> SOURCE EXCERPT
►

In classical field theory, the field, φ, is usually constructed from a very large number of coupled harmonic oscillators. Let's say our φ consists of just electrons.

What does φ best represent physically, a very large number of electrons or can it represent just a few electrons? Which is the best fit, or does it matter?

2. Jun 11, 2016

### MrRobotoToo

In QFT the fields are position-dependent operators that create/annihilate particles at different points in space. They're formally quite analogous to the creation and annihilation operators that one encounters in the quantum mechanical treatment of the harmonic oscillator.

3. Jun 12, 2016

### hilbert2

A quantized field can also have states that are not eigenstates of the particle number operator, e.g. don't have an exactly specified number of electrons or other particles.

An unquantized classical field doesn't usually represent any kind of particles (unless it's some kind of classical probability density field), the particle-wave duality is a completely quantum mechanical thing.

Only fields that have a linear field equation can be represented as a system of harmonic oscillators.

4. Jun 12, 2016

### referframe

Leonard Susskind has an internet video course on "Classical Field Theory" in which he discusses how a classical field of charged particles becomes gauge invariant by coupling the field (covariant derivative) to the EM four-vector. But he never really goes into any detail regarding the physical nature of the "system of charged particles". So, my question is kind of within that context.

Are you saying that the classical field that he describes has no physical purpose other than a field that is to eventually be quantised?

5. Jun 12, 2016

### hilbert2

I've seen some kind of hydrodynamical models where an electrically charged gas that has a density field $\rho$ and a current density field $\mathbf{j}$ is coupled with electric and magnetic fields, but those models assume that matter is continuous and doesn't consist of particles. I can't see how anything useful could be done with fields like Klein-Gordon or Dirac fields without quantizing them, but it's possible that I'm wrong.

◄

(Pointing data for named objects)
►

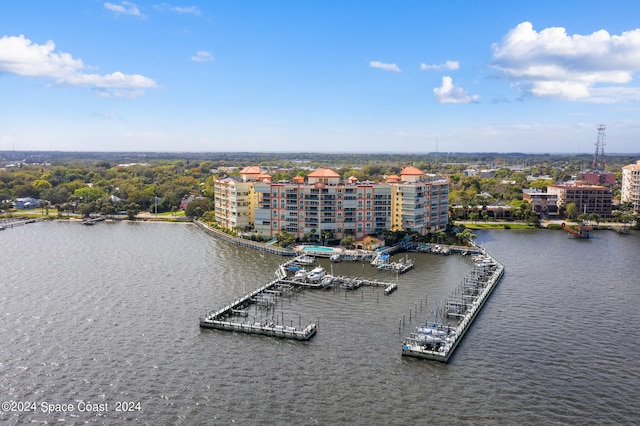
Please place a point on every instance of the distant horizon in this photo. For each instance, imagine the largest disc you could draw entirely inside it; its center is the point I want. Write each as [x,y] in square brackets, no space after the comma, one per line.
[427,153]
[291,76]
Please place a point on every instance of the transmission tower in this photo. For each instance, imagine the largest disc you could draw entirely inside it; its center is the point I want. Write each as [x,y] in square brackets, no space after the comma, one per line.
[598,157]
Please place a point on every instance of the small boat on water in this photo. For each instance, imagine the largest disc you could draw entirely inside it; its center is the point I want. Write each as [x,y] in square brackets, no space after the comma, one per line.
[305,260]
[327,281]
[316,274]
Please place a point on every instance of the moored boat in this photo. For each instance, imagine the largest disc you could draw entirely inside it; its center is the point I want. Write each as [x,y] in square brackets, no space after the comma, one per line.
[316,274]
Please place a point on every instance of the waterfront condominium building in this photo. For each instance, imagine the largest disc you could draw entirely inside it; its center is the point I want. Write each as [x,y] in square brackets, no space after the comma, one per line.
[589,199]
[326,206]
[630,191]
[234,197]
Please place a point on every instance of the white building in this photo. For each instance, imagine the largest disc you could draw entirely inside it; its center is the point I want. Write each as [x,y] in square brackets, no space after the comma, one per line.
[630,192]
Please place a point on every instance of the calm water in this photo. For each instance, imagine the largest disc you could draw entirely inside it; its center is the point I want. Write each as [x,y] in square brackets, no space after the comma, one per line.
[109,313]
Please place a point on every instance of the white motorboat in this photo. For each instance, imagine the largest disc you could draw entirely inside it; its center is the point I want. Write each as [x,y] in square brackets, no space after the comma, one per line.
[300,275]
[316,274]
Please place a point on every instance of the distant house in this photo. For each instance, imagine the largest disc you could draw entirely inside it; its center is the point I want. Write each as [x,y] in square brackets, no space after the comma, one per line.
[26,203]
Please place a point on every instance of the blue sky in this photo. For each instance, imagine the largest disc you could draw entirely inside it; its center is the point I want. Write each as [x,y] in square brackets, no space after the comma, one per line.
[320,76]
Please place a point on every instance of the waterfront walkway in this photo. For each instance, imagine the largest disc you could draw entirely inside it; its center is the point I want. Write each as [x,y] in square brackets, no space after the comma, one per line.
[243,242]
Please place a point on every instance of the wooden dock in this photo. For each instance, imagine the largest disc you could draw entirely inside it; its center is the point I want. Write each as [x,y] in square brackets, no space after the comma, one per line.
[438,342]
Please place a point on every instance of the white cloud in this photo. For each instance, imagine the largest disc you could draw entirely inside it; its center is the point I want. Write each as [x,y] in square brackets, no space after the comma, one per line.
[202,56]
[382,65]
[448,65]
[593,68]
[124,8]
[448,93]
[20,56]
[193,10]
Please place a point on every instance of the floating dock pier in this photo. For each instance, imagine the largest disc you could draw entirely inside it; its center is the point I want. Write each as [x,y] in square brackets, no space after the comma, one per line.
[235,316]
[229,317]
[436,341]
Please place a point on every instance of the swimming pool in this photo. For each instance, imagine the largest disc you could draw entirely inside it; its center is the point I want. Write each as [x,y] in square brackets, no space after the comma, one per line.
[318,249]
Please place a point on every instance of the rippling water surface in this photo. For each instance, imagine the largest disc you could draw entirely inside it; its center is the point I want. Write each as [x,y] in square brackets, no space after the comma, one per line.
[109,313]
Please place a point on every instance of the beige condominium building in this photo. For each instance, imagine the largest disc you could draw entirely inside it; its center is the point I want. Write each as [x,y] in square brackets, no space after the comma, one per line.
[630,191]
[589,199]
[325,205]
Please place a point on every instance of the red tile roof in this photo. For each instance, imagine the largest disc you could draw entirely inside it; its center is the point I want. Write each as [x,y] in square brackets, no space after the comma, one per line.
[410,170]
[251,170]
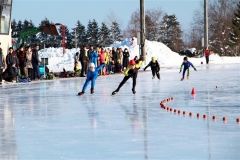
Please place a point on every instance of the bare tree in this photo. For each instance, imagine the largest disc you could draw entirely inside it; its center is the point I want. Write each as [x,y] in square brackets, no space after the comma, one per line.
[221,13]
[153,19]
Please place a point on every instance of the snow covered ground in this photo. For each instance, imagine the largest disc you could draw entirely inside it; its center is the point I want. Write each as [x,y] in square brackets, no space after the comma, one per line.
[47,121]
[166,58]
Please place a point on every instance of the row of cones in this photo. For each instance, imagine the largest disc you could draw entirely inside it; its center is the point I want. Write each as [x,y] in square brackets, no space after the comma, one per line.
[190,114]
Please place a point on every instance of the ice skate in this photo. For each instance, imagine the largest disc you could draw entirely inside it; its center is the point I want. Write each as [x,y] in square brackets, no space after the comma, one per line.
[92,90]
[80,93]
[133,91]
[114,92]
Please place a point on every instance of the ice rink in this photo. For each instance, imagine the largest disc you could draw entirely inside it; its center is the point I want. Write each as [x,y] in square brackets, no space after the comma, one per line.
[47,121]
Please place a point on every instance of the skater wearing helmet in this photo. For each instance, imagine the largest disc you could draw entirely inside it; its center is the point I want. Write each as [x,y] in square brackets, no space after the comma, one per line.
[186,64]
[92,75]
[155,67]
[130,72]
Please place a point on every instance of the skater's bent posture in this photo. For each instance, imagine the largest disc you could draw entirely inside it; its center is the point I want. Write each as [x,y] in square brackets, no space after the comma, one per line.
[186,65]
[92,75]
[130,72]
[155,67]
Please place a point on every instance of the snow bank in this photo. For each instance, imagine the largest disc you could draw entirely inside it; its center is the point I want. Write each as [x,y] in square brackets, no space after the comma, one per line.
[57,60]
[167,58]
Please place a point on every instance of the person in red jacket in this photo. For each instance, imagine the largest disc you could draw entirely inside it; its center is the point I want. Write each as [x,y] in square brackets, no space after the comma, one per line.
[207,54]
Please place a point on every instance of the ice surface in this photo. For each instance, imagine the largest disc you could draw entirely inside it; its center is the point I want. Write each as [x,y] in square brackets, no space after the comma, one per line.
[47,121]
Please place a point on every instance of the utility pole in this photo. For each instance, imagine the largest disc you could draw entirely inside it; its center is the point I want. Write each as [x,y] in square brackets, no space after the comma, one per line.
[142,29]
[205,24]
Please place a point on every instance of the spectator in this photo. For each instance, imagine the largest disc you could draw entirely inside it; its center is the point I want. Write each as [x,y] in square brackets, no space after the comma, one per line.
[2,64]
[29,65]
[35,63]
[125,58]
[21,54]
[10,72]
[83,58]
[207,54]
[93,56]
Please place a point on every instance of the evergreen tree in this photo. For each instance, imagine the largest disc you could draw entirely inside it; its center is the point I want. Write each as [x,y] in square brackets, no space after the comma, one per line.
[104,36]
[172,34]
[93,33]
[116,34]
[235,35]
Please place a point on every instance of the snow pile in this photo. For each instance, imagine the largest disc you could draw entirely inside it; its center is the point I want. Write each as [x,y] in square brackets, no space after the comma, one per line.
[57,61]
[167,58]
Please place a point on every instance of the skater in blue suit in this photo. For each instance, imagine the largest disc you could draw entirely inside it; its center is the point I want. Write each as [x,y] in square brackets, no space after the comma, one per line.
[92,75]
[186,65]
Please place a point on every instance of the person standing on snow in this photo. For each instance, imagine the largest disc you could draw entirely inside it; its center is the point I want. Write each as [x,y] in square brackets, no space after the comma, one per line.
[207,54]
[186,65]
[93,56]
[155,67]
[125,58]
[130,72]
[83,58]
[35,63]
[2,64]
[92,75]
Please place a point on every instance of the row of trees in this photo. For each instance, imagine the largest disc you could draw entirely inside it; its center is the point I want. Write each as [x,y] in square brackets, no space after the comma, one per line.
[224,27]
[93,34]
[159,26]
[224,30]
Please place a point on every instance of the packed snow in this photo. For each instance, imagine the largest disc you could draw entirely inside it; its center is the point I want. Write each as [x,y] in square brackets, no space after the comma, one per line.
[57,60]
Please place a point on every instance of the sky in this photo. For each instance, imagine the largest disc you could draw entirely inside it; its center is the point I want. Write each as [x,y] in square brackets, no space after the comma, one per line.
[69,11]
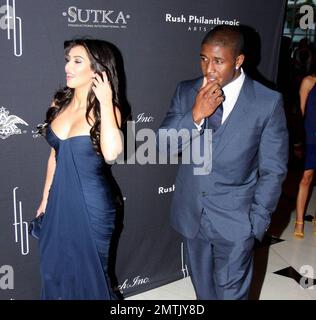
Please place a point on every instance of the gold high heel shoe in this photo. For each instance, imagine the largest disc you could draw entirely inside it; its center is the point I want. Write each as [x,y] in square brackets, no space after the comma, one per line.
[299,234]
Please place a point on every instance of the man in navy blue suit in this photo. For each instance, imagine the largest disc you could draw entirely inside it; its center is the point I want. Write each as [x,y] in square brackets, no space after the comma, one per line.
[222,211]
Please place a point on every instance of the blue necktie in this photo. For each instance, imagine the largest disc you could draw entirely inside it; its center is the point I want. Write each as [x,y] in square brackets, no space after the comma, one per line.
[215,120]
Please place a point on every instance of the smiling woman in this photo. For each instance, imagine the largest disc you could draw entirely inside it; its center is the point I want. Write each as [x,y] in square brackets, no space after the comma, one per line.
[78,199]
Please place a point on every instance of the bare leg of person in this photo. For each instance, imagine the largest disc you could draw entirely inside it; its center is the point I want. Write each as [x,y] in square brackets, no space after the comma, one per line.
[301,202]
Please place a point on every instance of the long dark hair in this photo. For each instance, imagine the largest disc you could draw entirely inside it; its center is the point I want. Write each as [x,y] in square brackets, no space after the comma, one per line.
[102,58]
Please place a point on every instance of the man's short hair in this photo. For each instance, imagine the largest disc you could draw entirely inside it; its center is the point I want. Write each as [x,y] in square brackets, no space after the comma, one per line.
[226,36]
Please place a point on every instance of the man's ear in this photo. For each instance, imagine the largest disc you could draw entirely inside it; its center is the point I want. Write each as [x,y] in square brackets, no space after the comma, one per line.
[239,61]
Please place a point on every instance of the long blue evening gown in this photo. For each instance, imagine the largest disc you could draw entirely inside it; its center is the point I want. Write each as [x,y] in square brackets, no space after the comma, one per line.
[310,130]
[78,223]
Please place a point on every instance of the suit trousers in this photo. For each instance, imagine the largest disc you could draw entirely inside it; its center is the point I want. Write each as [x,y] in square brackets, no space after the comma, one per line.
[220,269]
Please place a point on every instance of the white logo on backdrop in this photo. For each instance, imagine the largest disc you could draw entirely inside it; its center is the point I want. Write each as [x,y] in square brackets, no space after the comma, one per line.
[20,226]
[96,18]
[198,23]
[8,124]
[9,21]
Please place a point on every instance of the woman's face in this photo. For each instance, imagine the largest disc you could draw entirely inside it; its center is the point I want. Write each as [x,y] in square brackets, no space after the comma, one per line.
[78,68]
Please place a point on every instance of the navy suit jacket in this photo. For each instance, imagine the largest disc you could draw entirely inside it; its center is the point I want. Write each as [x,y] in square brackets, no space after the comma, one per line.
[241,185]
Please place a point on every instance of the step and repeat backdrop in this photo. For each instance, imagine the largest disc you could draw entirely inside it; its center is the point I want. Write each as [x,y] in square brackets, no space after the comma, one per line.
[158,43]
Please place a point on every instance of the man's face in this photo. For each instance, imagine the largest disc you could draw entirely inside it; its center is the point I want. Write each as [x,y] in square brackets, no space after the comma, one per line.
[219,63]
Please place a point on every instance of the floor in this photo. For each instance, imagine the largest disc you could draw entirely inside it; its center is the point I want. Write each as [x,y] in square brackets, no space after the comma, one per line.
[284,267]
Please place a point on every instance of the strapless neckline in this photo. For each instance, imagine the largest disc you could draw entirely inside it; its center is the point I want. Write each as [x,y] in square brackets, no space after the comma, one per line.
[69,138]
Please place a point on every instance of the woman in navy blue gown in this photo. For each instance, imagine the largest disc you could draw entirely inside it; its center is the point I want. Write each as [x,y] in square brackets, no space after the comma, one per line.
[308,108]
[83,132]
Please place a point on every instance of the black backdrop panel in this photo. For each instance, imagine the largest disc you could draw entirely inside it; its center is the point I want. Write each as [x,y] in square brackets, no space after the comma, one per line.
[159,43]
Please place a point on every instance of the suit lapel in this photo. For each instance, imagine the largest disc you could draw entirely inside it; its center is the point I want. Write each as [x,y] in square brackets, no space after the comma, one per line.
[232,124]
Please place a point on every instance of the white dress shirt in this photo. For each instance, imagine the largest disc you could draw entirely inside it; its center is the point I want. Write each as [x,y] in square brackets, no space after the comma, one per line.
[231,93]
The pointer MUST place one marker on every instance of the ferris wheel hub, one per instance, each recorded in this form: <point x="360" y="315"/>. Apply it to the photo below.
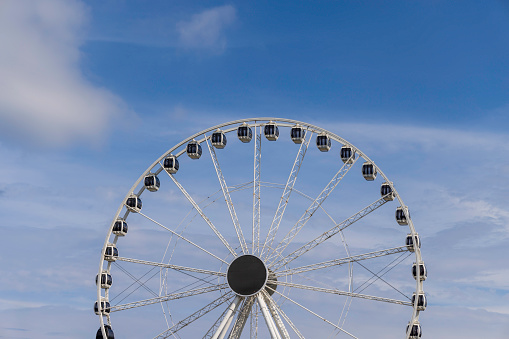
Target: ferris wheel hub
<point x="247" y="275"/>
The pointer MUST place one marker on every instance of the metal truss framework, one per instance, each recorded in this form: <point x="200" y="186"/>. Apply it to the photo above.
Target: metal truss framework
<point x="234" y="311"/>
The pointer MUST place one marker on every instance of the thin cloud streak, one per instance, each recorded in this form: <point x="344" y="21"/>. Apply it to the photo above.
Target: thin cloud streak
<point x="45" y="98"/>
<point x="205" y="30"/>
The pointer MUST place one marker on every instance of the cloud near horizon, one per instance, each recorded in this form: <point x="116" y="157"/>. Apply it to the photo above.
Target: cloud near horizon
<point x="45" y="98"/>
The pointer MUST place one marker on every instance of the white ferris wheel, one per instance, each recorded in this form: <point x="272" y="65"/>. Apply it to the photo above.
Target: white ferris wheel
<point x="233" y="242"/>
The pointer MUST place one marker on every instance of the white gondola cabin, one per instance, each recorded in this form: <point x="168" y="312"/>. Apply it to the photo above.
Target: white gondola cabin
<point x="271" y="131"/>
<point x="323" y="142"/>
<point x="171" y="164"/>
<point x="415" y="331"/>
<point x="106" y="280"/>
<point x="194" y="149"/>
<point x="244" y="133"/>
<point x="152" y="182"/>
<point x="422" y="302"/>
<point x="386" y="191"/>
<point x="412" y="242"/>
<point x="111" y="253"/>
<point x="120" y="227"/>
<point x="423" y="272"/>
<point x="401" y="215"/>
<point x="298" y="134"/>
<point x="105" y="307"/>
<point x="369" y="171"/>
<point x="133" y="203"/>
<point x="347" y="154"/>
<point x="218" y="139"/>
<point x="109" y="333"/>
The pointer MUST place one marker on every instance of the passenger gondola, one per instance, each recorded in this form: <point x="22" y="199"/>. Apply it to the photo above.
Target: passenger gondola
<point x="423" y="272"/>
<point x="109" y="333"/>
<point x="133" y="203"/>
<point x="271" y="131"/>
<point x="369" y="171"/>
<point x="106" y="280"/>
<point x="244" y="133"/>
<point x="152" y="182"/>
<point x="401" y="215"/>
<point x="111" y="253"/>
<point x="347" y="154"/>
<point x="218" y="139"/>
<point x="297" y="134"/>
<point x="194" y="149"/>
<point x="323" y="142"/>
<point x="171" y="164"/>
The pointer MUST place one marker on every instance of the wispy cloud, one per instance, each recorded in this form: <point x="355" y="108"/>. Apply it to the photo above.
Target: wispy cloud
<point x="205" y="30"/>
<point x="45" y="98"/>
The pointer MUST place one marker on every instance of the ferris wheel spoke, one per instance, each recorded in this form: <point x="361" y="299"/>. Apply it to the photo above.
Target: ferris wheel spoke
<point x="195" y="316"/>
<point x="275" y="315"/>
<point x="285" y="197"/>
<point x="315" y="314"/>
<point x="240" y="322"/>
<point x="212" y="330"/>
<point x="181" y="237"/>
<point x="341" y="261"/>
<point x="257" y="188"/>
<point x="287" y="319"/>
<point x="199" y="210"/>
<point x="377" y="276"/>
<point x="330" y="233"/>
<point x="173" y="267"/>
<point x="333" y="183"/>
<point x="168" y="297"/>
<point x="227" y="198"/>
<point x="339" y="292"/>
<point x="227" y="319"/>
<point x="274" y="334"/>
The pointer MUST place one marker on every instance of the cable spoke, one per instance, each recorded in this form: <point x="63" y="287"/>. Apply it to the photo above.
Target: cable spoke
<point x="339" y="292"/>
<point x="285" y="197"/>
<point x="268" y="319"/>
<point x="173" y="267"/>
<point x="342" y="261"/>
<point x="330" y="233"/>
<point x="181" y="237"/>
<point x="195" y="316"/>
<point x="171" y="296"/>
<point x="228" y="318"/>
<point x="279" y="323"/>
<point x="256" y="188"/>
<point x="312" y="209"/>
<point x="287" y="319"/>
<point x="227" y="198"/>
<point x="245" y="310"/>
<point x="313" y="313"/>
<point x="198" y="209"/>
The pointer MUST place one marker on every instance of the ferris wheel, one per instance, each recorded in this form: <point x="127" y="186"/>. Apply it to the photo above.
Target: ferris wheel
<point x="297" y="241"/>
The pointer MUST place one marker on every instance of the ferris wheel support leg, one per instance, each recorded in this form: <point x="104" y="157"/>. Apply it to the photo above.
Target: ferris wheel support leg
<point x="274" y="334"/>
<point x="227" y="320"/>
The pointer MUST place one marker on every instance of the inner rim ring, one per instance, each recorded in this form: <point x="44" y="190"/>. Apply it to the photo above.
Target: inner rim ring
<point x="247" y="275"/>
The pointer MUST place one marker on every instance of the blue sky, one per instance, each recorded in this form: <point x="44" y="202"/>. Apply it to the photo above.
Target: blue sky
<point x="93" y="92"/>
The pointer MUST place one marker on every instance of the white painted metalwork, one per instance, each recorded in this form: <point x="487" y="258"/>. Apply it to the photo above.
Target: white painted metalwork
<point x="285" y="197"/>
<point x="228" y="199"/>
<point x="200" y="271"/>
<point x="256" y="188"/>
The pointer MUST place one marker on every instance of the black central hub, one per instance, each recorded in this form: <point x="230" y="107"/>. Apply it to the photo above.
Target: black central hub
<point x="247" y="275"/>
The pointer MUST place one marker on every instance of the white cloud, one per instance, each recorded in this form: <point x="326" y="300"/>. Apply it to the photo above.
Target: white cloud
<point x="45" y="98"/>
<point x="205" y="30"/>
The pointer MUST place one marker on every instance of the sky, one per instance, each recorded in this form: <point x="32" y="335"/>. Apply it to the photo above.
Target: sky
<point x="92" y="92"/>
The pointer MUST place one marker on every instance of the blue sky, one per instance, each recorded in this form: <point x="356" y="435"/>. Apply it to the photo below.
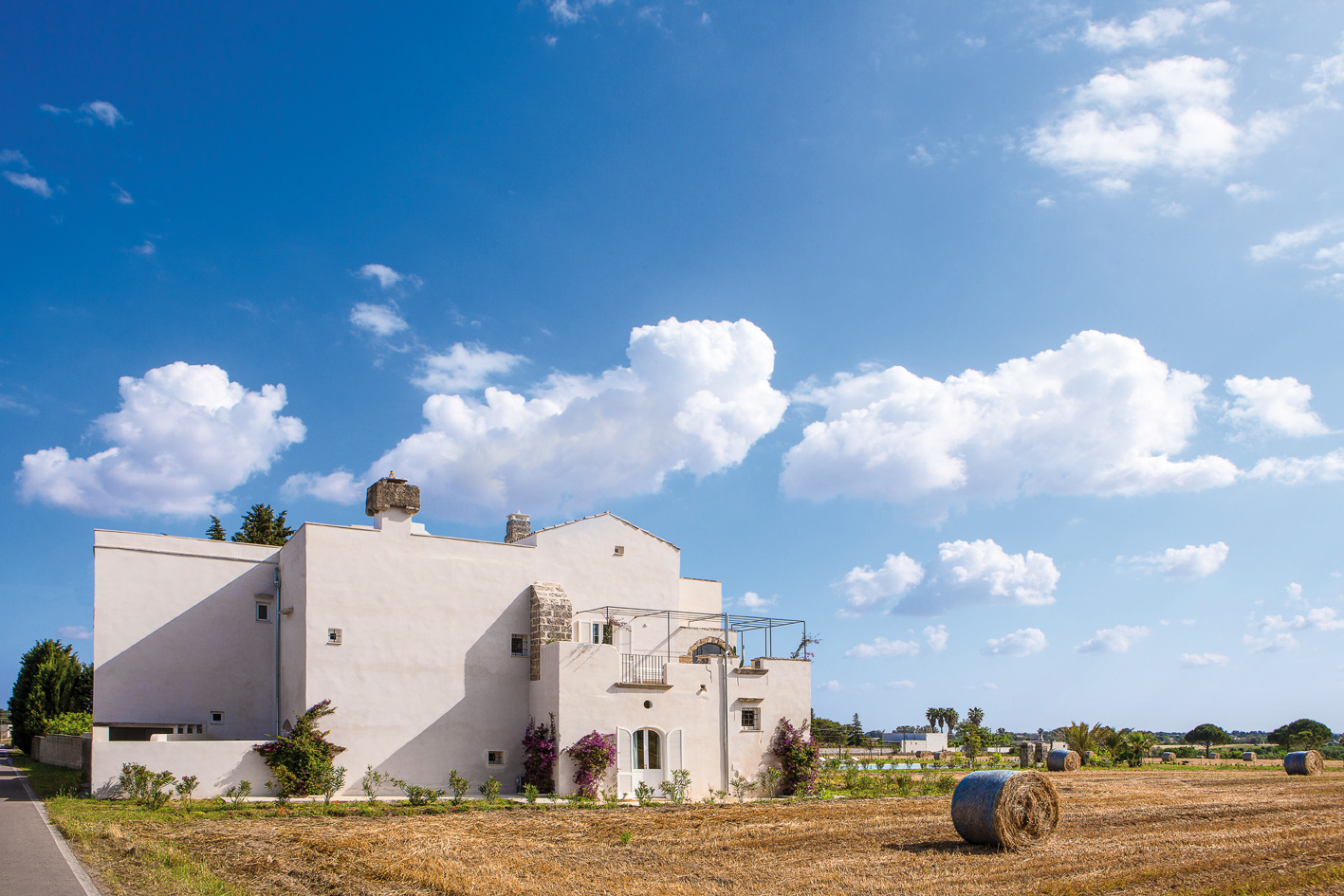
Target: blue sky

◄

> DIRECTIVES
1) In the field theory thread, why does hilbert2 say an unquantized classical field doesn't usually represent any kind of particles? Answer in one to three sentences.
2) According to the field theory thread, which fields can be represented as a system of harmonic oscillators?

> RESPONSES PER TASK
1) Particle-wave duality is a completely quantum mechanical thing, so a classical field that hasn't been quantized doesn't usually stand for particles. The one exception he allows is some kind of classical probability density field.

2) Only fields that have a linear field equation.